** start Given data **

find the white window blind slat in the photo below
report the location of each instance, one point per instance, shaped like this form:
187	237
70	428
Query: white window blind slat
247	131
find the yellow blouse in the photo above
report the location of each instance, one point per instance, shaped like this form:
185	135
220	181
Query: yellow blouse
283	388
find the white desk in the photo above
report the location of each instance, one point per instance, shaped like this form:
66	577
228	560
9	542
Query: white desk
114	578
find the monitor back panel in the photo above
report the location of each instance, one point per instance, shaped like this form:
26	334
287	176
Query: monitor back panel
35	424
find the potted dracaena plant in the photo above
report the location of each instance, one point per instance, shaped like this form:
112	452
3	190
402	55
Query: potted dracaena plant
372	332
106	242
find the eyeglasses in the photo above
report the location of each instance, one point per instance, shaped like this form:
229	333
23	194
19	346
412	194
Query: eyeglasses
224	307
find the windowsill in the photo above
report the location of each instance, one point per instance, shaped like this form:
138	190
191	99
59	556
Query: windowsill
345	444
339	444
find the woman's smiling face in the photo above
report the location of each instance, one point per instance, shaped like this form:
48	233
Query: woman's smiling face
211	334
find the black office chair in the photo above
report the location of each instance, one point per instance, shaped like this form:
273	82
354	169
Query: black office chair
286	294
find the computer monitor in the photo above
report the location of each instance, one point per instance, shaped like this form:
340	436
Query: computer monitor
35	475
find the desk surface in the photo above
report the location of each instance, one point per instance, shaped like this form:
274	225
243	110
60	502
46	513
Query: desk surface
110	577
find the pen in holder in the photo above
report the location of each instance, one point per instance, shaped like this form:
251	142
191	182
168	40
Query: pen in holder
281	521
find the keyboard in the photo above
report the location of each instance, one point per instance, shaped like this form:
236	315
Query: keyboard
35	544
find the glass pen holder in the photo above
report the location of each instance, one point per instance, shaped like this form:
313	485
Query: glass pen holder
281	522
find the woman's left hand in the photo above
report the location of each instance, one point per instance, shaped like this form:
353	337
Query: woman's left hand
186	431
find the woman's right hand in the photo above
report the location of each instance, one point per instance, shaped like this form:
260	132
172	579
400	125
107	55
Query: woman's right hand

** end Given data **

Would you write down every record again, exactly?

find the white window blind slat in the photo below
report the location of each instance, one point per instance, shaped like this form:
187	237
70	428
Query: white window blind slat
247	131
find the yellow blouse in the photo above
report the location of each instance, one point per instance, shaped like this form:
185	135
220	181
Query: yellow blouse
283	388
find the white desk in the photo above
report the location of each instance, one point per instance, shaped like this form:
66	577
228	560
9	542
Query: white desk
114	578
find the monitor back panel in the photo above
report the location of each instance, one point per instance, shaped like this form:
26	334
287	176
Query: monitor back panel
35	424
find the potted dracaena plant in the photo above
report the location of each instance, one point per instance, shaped like this form:
112	452
3	190
402	55
Query: potted dracaena plant
372	332
106	242
find the eyeglasses in the photo above
report the location of each instance, one point per instance, shaped like this form:
229	333
23	194
19	346
412	194
Query: eyeglasses
224	307
find the windowsill in the photo above
report the location of each instance, one point per instance, shaped like this form:
138	190
191	99
59	556
Query: windowsill
345	444
339	444
find the woman's smiling face in the photo above
report the location of each instance, one point per instance, shaped like this form:
48	233
Query: woman's smiling face
211	334
find the black office chair in the photo above
report the location of each instance, one point per instance, shaped like this form:
273	82
354	169
Query: black office chair
286	294
find the computer monitor in the photo above
report the location of each instance, one point per instance, shaped like this form:
340	436
Query: computer monitor
35	475
find the desk surface in the photo above
report the location of each instance, one point per instance, shaped like this form:
274	225
243	110
60	502
46	513
Query: desk surface
110	577
find the pen in holder in the photo above
report the location of each instance, one point per instance, shaped like this form:
251	142
191	182
168	40
Query: pen in holder
281	521
find the keyboard in the photo above
report the location of each instance, one point per instance, shaped like this form:
236	315
Query: keyboard
35	544
find the glass pen holder in the photo above
report the location of each instance, one point per instance, shaped like this form:
313	485
Query: glass pen holder
281	522
find the woman's left hand in the photo above
report the location of each instance, one point per instance, shaped like this form:
353	337
Query: woman's left hand
186	431
find the woman's right hand in the photo above
report the location of each instance, one point per instance, shaped like this form:
260	132
172	579
400	125
107	55
Query: woman's right hand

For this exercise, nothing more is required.